##### Provided records
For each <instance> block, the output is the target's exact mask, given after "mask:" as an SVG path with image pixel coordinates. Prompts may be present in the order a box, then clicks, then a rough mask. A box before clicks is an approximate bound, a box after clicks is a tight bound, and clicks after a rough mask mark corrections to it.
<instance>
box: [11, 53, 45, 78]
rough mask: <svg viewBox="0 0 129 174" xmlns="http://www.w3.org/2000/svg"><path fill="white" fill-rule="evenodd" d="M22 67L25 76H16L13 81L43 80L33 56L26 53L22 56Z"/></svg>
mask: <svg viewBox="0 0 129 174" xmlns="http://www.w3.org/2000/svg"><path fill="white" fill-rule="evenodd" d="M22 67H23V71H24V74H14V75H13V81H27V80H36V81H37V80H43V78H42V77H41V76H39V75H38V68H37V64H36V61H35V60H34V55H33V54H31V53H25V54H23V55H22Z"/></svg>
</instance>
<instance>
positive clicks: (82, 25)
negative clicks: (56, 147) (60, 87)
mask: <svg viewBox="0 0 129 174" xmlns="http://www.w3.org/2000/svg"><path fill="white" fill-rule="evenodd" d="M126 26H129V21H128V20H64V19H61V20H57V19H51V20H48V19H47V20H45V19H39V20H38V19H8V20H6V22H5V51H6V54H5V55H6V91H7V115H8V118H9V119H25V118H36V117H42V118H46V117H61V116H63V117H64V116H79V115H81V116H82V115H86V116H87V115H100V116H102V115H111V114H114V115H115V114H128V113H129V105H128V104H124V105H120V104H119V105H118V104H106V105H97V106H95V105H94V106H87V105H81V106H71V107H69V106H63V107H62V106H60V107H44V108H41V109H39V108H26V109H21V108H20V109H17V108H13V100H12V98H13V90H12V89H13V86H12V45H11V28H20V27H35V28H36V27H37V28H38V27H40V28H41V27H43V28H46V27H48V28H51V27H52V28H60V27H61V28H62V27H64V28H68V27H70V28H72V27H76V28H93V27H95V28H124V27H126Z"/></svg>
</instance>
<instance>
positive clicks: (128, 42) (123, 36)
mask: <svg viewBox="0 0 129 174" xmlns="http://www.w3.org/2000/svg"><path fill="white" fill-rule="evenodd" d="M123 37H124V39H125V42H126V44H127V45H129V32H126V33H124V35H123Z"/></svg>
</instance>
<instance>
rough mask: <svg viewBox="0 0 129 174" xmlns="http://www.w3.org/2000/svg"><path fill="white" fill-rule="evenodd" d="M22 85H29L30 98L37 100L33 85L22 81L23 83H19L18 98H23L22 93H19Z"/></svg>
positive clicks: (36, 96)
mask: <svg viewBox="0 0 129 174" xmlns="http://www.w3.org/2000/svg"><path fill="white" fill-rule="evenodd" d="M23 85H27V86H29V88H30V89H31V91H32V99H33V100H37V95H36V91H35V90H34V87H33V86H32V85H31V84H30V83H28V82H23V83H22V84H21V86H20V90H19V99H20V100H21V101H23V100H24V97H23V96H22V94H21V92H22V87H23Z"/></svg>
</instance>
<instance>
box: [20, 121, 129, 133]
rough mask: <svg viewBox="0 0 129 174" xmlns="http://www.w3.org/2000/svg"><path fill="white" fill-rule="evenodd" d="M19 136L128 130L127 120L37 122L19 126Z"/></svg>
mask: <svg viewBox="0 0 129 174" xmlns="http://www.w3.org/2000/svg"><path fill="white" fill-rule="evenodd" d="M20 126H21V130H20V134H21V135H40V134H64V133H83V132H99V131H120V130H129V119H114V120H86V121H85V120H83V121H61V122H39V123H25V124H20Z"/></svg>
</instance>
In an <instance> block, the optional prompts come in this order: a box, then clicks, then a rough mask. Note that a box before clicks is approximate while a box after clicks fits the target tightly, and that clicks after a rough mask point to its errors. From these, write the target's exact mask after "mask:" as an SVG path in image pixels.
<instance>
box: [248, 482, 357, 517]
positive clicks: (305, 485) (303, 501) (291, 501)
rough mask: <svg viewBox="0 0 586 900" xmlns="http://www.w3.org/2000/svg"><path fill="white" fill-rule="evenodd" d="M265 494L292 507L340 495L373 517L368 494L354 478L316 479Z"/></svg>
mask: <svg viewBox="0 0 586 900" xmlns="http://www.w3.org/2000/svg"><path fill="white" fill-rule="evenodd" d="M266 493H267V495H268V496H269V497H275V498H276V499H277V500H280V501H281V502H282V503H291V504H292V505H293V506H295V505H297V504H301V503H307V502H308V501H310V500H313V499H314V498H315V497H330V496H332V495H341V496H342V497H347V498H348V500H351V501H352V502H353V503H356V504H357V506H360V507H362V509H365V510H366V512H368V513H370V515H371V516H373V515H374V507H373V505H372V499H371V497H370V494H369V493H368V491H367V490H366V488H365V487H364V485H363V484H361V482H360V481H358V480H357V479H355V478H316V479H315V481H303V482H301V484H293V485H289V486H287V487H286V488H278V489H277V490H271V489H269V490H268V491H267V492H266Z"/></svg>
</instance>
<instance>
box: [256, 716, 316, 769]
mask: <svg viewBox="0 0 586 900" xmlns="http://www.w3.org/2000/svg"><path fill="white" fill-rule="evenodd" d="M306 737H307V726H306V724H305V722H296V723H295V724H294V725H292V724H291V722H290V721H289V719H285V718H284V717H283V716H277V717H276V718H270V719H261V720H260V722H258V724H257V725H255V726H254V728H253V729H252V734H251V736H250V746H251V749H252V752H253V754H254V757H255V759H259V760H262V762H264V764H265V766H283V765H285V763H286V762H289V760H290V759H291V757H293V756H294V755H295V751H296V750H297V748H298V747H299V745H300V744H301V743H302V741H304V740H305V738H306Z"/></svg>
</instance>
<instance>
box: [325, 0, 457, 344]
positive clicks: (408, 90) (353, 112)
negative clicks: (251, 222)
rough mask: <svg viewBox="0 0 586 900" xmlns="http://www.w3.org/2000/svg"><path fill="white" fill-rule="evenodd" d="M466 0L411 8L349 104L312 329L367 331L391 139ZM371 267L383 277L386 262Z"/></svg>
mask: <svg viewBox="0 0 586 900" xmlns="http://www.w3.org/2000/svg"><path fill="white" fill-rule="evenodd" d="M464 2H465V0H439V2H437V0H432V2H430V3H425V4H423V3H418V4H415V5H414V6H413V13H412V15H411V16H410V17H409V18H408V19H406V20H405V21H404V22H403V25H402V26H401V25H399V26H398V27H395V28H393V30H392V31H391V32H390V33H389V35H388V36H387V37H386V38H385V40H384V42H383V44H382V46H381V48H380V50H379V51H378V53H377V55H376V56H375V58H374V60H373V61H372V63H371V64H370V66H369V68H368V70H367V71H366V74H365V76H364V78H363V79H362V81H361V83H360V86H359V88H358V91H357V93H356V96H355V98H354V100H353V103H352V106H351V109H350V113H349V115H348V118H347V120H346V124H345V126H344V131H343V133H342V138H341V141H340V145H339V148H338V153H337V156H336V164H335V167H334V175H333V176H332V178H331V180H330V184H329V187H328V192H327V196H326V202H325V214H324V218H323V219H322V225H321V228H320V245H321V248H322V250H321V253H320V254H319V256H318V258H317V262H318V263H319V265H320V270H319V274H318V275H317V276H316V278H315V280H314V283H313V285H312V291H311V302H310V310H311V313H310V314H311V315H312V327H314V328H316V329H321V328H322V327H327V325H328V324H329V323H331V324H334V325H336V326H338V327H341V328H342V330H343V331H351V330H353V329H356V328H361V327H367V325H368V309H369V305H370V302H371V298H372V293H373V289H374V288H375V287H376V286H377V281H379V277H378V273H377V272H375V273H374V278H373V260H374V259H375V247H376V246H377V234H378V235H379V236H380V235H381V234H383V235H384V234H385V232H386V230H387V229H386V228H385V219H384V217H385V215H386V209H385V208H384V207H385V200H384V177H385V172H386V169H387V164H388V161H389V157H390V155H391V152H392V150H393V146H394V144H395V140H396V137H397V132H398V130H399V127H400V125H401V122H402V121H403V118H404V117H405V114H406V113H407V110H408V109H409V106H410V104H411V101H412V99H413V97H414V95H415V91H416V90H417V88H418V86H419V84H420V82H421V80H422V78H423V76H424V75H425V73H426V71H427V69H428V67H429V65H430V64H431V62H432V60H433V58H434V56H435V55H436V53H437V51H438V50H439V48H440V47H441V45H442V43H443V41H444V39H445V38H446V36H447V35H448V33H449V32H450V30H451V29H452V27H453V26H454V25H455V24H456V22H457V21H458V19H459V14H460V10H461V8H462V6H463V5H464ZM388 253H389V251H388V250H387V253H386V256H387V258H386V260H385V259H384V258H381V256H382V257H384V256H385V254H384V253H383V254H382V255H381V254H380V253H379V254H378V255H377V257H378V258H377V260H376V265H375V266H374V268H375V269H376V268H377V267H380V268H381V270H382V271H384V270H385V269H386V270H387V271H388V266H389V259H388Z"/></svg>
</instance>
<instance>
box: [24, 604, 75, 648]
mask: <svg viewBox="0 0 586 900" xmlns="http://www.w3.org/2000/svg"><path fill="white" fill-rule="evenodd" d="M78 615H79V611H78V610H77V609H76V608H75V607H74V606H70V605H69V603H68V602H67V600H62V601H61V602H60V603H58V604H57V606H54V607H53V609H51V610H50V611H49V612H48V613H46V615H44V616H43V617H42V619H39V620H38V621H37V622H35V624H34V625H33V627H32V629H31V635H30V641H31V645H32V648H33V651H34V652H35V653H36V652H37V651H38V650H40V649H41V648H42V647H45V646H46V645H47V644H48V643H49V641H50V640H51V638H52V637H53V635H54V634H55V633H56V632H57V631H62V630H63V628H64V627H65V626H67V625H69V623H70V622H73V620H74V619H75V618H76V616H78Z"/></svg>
##########
*Aim of the task*. Beginning at the first line above, repeat exactly until the line containing "box: [11, 53, 45, 78]", which is included.

*Response to the exercise*.
For each <instance> block, the output is the target's exact mask, given after "mask:" as an SVG path with image pixel coordinates. Prompts may be present in the order a box, then clicks, then a rough mask. A box before clicks is an approximate bound, a box after clicks is a tight bound, and clicks after a rough mask mark corrections to it.
<instance>
box: [11, 53, 45, 78]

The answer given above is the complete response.